» How to complete this task: Copy the material from its first line through the line that contains "box: [112, 70, 123, 83]", swapping "clicks" for "points" and leaving everything else as it is.
======== Records provided
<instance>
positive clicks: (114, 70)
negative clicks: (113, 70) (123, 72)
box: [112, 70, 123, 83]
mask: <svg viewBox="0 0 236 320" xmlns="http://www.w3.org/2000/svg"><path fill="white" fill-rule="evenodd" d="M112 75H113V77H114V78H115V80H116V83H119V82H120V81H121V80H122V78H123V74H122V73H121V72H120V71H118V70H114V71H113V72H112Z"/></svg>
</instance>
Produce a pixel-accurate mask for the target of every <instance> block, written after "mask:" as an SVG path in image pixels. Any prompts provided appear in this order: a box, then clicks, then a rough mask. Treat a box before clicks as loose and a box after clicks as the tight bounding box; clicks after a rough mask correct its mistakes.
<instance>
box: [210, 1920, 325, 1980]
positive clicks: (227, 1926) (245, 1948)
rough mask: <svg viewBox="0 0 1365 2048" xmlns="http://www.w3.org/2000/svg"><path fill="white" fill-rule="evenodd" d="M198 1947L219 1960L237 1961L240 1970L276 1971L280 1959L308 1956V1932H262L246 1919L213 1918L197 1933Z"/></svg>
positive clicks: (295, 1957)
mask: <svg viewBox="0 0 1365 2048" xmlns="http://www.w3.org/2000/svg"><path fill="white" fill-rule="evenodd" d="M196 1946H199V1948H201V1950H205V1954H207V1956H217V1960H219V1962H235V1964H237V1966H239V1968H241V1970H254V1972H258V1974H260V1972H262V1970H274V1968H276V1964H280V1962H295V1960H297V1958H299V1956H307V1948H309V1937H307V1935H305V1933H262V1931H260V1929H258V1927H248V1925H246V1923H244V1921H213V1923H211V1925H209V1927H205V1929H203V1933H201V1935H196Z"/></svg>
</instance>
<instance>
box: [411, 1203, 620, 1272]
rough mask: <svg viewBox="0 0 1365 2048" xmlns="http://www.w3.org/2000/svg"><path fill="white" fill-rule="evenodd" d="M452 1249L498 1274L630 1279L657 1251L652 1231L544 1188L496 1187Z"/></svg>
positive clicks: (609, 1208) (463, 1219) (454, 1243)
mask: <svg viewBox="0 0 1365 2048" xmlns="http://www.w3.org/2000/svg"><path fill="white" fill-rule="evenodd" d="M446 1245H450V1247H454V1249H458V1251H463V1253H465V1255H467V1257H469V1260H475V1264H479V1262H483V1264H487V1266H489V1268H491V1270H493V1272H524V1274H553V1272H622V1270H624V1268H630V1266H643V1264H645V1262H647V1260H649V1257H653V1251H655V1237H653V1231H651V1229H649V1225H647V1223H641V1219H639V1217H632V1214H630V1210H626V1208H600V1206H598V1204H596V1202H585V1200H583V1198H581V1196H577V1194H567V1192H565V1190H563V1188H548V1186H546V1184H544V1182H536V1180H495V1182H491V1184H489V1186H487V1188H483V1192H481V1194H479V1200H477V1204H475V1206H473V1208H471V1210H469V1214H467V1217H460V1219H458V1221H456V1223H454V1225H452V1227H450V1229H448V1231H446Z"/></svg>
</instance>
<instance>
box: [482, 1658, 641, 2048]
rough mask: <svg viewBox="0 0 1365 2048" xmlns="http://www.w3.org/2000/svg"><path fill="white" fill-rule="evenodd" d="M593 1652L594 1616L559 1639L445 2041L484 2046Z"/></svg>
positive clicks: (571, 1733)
================
» Solution to this exercise:
<instance>
positive points: (114, 70)
negative points: (113, 70) (123, 72)
box: [112, 70, 123, 83]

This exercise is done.